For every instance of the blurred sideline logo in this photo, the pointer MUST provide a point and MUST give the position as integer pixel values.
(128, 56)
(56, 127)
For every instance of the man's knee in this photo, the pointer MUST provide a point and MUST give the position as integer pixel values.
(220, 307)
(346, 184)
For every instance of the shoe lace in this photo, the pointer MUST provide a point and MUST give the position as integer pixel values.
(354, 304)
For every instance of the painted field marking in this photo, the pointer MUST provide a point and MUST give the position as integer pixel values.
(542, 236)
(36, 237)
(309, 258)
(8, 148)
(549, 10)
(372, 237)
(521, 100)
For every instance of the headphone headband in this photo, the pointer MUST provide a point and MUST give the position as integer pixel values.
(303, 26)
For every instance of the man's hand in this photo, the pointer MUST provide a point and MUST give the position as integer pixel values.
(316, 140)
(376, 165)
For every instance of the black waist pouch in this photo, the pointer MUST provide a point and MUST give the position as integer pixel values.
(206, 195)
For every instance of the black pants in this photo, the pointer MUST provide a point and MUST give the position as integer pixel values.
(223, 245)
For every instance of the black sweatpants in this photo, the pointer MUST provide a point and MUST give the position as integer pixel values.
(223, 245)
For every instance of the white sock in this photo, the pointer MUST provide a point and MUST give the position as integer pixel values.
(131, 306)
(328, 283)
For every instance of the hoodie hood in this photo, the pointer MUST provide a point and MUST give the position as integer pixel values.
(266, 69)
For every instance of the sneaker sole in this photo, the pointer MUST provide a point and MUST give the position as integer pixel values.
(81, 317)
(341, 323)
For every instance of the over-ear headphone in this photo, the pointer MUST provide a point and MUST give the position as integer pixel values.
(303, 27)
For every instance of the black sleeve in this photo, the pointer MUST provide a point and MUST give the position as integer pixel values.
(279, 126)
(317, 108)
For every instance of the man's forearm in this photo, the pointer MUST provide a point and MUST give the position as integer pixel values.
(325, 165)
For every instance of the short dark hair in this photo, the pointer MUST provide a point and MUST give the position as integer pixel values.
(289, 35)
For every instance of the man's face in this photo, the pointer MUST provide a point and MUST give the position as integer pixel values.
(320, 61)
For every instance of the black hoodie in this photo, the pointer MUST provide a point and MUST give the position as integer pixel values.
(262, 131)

────────────────

- **Task item**:
Please return every line of the data, unaltered.

- **Result**:
For every instance of the blurred sideline logo in this photo, the pointer MUST provide a point and MUST give the position as integer pixel values.
(128, 56)
(56, 127)
For every instance of the man's knee in this photo, the pointer MUST provide a point and MUST give the position as integer pixel values.
(220, 307)
(346, 184)
For every instance of the shoe lace in this photo, the pointer MUST provide a point and MUST give the position as integer pixel values.
(354, 304)
For every instance of the painted field marking in this photo, the pointer MUST provide a point and MUST give the position as integer pixel values.
(542, 236)
(36, 237)
(309, 258)
(8, 148)
(549, 10)
(372, 237)
(521, 100)
For every instance of the headphone headband in this photo, the pointer MUST provide a point and MUST give the position as integer pixel values.
(303, 26)
For every instance of the man's hand in this photo, the pointer MUST provide a point and MUST give the position as integer pixel values.
(316, 140)
(376, 165)
For every instance of the black waist pouch in this photo, the pointer MUST provide a point and MUST give the position as integer pixel values.
(206, 195)
For every instance of the black pants in this photo, the pointer MUST provide a point and MUST give the position as integer pixel values.
(223, 245)
For every instance of the black sweatpants in this photo, the pointer MUST provide a point and MUST give the position as integer pixel values.
(223, 245)
For every instance of the white sock in this photo, the pointer MUST provide a point and MUST give the position as integer pixel values.
(131, 306)
(328, 283)
For every instance of the hoodie hood in this photo, the pointer MUST provide a point and MUST give the position as integer pixel values.
(266, 69)
For every instance of the sneaker sole in this photo, the pointer MUST provide a point and MUST give the position as integer pixel values.
(81, 317)
(341, 323)
For every instance of the over-ear headphone in this photo, the pointer MUST provide a point and MUST give the position as integer pixel values.
(303, 27)
For every instance of the black sleeve in this photo, the pointer MUST provide a point and MUST give the position as integer pixel values.
(279, 126)
(317, 108)
For every instance of the man's forearm in this photo, the pointer MUST provide a point and MUST give the position as integer pixel values.
(325, 165)
For every instance of the short dark hair in this photo, the pointer MUST provide a point and MUST give the position as integer pixel values.
(289, 35)
For every instance of the man's face in this photo, the pointer MUST provide a point and MUST give the position as integer pixel values.
(320, 61)
For every instance of the black hoodie in this photo, the pointer MUST provide a point and MUST give the position as integer pixel values.
(262, 131)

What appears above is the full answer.